▶ _Problem to solve_
Copy the lines below exactly, starting at the line that contains "target | kayak" and stopping after the last line, and include no other lines.

▶ _Task material_
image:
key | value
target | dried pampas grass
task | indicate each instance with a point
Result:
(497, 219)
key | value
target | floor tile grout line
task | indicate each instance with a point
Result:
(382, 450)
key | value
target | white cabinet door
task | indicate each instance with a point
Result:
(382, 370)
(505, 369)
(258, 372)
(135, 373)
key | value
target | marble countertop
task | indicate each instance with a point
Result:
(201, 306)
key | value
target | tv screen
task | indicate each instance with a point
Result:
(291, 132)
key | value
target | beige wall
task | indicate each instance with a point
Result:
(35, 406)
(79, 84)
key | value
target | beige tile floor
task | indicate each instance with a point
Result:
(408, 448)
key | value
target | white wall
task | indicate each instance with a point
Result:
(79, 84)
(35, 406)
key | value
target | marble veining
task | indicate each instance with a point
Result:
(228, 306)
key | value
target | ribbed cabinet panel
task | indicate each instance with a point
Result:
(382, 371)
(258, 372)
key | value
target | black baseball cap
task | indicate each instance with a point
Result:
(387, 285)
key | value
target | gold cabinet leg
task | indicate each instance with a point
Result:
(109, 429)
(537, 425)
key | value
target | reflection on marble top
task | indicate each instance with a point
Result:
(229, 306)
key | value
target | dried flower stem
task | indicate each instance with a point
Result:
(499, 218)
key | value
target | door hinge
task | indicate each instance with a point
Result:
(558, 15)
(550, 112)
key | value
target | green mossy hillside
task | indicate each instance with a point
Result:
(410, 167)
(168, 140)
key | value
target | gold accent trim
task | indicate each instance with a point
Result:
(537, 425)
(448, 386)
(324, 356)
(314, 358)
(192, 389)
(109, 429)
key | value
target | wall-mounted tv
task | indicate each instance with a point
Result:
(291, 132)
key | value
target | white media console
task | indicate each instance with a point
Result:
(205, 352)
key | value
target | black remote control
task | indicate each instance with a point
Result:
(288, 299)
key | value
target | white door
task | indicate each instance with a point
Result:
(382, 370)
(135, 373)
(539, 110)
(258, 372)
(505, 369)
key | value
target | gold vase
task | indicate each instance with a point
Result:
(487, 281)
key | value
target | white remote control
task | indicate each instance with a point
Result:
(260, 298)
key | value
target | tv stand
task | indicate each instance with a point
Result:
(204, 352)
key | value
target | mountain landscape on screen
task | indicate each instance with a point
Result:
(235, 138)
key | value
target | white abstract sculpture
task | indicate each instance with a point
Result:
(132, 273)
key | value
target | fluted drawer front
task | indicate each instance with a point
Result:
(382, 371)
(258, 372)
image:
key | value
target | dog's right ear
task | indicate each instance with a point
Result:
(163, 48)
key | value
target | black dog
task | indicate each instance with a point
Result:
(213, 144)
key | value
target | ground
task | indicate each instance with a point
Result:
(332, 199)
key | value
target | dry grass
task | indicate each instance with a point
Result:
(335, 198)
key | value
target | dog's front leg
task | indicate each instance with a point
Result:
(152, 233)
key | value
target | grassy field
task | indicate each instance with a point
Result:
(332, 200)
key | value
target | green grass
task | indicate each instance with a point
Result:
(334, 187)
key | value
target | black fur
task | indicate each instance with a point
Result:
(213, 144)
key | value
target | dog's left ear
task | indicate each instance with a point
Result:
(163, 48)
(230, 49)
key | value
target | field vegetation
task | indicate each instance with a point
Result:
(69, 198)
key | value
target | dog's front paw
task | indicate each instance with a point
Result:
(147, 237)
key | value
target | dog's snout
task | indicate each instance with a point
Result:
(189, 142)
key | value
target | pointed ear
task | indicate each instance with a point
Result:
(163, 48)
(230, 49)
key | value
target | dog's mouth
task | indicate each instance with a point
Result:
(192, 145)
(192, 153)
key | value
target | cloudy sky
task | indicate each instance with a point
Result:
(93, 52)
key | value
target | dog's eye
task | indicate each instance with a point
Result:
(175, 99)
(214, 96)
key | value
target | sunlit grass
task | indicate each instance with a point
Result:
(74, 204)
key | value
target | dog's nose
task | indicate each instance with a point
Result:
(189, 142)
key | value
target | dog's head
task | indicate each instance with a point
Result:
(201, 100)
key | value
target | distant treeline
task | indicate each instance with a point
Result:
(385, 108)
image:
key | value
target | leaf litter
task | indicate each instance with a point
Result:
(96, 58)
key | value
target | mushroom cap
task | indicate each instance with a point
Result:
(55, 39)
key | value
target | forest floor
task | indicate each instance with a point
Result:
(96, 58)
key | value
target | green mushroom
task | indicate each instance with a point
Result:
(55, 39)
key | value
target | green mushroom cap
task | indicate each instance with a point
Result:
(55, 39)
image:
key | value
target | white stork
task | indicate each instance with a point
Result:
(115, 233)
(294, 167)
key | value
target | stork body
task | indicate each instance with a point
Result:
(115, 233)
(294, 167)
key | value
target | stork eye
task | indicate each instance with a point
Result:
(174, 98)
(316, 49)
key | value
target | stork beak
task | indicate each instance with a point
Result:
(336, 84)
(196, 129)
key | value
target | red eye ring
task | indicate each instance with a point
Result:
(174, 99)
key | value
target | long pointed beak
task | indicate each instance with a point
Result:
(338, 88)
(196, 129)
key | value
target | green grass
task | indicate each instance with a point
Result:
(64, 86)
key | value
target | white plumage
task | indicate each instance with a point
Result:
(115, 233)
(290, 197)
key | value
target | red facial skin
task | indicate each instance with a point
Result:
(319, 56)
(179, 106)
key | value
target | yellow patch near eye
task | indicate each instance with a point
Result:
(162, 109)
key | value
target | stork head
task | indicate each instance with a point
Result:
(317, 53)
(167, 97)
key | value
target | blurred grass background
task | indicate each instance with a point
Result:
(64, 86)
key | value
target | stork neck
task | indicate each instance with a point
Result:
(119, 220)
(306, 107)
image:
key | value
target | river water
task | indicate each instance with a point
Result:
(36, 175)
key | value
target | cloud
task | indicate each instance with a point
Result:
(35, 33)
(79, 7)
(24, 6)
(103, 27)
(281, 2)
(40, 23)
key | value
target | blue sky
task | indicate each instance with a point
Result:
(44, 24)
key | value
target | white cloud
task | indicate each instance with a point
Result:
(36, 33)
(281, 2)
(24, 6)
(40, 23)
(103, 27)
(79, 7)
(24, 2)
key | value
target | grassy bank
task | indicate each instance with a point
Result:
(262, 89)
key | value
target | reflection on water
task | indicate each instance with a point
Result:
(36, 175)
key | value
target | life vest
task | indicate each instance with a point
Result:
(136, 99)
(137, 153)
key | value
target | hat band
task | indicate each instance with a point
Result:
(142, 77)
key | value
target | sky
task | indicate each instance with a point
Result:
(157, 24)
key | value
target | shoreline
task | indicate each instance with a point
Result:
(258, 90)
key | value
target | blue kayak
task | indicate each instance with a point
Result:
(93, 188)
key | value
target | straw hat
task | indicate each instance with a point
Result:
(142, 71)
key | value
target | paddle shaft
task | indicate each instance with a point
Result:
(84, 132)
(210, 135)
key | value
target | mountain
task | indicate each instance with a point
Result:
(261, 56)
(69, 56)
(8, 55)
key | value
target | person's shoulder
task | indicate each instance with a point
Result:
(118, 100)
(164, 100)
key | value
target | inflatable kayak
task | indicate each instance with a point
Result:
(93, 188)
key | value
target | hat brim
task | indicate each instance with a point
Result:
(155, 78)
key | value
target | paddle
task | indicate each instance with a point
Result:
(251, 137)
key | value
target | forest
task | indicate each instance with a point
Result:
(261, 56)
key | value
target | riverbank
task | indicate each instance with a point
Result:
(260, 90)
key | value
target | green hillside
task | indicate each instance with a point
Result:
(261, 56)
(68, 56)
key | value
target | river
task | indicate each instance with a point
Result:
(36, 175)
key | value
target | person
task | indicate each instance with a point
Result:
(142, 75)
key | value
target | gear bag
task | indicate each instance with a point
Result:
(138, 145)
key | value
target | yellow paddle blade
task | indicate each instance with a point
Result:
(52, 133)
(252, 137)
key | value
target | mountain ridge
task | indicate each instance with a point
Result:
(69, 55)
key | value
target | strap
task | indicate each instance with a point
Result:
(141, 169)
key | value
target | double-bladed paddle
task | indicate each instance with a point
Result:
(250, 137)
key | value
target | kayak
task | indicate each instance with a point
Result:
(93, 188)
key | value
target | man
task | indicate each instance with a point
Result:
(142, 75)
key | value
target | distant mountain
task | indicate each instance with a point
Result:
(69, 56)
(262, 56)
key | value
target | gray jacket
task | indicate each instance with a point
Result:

▶ _Output_
target | kayak
task | indicate each instance with a point
Result:
(93, 188)
key | value
target | man
task | indicate each instance with a point
Result:
(142, 75)
key | value
target | distant mountain
task | indicate each instance with a point
Result:
(69, 56)
(262, 56)
key | value
target | gray jacket
task | indicate each instance with a point
Result:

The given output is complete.